→ **STATED GOAL 1**
The forum thread on first REW measurements names three pieces of audio gear in its first post as the setup used to take the measurement. List them.

→ **PAGE TEXT**
**********

# Help on first time REW measurements.



## secondhead (May 24, 2014)

Hello people

I have just undertaken my first experience of generating a REW measurement graph using a ECM8000 through a RME fireface and yamaha msp5 monitors; In my partially treated room with quite a bit of rockwool in the corners of the room working as bass traps. Here is my listening position first time graph, any pointers on what i am looking at would be excellent, if photos of the room might be good, i'll post some. 

thanks for any comments in advance

wim


----------



## JohnM (Apr 11, 2006)

You have a bit too much vertical span on that graph to easily interpret it, there are tips on ranges to use for plots in the Please read - posting a graph sticky.


----------



## secondhead (May 24, 2014)

thanks for the reply, i am currently away from my home studio setup but i have attached the REW file for anyone to have a look at, appreciate any advise.


----------



## secondhead (May 24, 2014)

OK, here goes again on sending you a workable graph. hope this one is better, i have followed the instructions on the link provided not sure i did anything different from before but here's hoping:wave:


----------



## secondhead (May 24, 2014)

Just to clarify, this is for my home studio setup. I'm basically looking to achieve the best sound from my mixing position in this room. I guess experimenting with positioning is probably the best thing I can do, as I said before I've got quite a bit of rock wool around the corners of the room but still the dips at 88 and 161 look pretty extreme. If anyone can tell me whether this is a particularly problematic room it would be a great help it sounds ok to my ears but if it can be improved upon. 

I've read a bit about putting eq on your master out to counter the peaks and dips in your REW graph, tell me more people.


----------



## secondhead (May 24, 2014)

here is a waterfall graph of the decay time in the room from 28hz to 500hz


----------



## JohnM (Apr 11, 2006)

I guess both monitors were playing at the same time for that measurement? The impulse response has a second peak just a couple of dB lower than the main peak and a very short time afterwards. Having both playing generates a lot of comb filtering at higher frequencies, so best measuring the speakers independently as well. 

Positioning is indeed the best way to go about minimising the dips, one way to quickly try various positions is to use the REW "Pink PN" test signal and look at the response on the RTA using these settings:
 

You can then see the response change live as you move the mic and/or speakers around.


----------



## secondhead (May 24, 2014)

Brilliant thanks john, yes the test was run with both speakers. Next time I'm at the space I'll certainly do it separately and try repositioning things.

**********

→ **DATA FOR THE TASK**
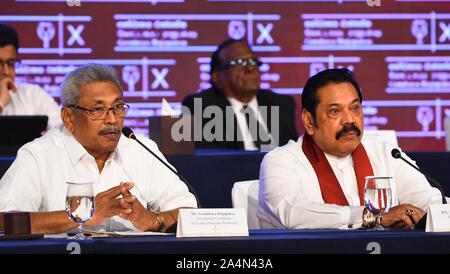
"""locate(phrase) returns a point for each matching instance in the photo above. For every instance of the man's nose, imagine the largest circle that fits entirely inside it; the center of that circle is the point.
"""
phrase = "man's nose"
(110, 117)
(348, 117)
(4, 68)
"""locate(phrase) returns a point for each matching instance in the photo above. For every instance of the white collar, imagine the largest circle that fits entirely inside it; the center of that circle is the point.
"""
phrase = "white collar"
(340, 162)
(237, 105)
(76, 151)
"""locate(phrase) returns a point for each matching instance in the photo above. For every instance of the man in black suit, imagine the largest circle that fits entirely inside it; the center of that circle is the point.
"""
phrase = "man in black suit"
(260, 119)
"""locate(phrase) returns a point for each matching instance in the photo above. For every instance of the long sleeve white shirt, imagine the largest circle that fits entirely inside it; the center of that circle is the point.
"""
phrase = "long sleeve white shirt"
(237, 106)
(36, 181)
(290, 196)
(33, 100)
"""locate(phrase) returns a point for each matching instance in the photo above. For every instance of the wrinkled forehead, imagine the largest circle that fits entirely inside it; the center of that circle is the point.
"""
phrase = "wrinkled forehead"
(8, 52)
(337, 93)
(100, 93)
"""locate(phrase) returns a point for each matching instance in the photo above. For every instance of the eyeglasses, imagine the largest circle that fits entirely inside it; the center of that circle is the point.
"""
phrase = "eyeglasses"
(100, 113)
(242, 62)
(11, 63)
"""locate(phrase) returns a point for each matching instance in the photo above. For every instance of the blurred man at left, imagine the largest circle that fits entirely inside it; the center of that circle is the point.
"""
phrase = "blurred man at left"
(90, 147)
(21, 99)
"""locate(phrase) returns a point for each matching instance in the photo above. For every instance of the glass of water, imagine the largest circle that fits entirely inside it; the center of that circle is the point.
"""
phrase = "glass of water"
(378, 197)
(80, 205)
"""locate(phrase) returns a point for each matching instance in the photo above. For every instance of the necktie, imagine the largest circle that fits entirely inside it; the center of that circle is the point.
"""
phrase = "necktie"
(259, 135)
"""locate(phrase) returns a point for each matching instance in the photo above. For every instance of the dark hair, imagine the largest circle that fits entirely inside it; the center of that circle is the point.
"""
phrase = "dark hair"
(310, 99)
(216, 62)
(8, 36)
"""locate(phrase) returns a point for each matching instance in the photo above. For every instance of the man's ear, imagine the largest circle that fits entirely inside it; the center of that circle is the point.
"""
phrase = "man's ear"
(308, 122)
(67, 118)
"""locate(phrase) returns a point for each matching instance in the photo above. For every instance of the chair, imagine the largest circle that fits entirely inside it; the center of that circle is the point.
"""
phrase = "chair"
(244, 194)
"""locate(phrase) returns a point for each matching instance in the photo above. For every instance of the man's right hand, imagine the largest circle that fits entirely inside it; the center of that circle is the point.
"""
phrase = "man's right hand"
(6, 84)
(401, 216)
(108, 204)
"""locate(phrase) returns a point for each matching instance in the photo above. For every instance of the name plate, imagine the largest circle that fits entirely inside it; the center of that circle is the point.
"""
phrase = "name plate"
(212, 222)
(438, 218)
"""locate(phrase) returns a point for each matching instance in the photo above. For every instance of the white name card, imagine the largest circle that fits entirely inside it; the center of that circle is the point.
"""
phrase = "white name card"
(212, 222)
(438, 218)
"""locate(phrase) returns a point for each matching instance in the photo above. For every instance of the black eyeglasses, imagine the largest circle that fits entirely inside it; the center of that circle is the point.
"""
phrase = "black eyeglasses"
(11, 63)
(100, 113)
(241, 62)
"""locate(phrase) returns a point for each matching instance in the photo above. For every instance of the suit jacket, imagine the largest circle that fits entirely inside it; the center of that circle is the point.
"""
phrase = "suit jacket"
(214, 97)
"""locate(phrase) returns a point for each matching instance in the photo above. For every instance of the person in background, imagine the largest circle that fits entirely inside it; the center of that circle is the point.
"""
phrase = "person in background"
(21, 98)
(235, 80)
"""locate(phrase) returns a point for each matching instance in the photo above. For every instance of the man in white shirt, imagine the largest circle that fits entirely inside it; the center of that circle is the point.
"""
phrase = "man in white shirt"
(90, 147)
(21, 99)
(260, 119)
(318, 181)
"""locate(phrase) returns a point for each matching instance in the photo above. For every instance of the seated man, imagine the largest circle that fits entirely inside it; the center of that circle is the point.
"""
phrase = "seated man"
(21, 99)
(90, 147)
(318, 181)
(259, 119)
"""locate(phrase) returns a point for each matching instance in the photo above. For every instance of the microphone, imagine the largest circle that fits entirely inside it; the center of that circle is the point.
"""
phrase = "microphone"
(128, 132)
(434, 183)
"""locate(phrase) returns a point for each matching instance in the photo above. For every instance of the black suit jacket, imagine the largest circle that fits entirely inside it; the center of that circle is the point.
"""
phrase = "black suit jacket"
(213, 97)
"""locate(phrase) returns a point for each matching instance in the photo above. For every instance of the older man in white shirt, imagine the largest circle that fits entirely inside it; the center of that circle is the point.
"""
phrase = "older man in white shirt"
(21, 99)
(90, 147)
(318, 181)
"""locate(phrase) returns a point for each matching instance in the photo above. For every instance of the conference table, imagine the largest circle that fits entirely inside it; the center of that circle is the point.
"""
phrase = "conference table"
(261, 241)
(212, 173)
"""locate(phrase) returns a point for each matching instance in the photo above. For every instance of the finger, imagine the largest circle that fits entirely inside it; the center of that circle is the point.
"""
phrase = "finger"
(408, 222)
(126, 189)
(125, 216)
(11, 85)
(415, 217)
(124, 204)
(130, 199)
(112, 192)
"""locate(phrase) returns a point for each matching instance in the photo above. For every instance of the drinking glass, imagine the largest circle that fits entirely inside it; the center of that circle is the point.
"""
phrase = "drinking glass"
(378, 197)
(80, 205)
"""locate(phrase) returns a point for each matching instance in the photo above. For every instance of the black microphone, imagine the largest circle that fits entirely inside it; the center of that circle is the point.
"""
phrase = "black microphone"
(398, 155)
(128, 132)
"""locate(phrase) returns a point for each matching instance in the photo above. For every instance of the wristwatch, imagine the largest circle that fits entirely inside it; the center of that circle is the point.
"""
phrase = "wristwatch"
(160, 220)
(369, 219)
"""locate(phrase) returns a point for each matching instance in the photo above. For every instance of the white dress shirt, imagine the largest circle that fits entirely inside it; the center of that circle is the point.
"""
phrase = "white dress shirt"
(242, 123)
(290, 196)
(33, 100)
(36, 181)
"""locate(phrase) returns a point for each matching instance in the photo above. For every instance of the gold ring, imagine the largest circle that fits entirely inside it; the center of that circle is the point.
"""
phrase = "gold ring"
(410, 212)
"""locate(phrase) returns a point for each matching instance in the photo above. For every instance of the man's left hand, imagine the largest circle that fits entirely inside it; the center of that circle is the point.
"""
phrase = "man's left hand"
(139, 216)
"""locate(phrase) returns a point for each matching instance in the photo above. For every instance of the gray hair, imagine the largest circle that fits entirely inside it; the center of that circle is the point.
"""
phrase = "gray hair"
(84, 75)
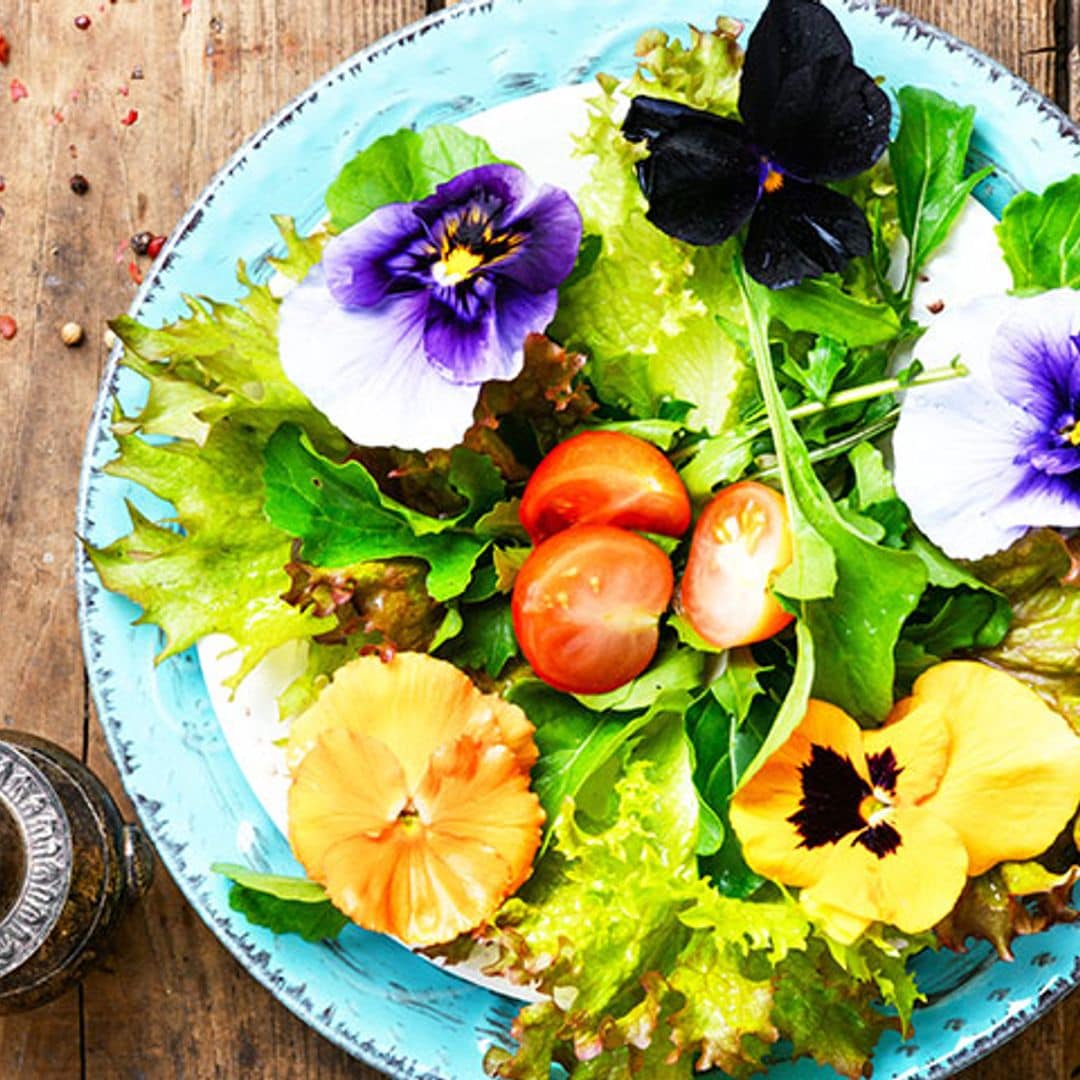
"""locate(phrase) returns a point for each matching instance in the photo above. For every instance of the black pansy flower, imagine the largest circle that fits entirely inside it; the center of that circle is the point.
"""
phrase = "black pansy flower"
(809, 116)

**********

→ **STATED GOAL 2**
Rewrite the records from the line containing "of the gray" through the end of the records, changing "photo" to "image" wherever it occurs and keeping everything else the same. Omit the pictures.

→ **TASK RESPONSE 1**
- ECM8000
- RME fireface
- yamaha msp5 monitors

→ **TASK RESPONSE 2**
"""locate(phrase) returns a point for each matching instance in the image above. For every instance of the gray hair, imagine the largest circle that fits entirely inside it; the center of that circle is the point.
"""
phrase = "gray hair"
(84, 75)
"""locate(phrase) returns a point for each matching instance in the image above. For every instance of the black pansy flower, imagine the largest circle that fits entirely inside it; the center of that circle is the point.
"""
phrase = "black pansy flower"
(809, 116)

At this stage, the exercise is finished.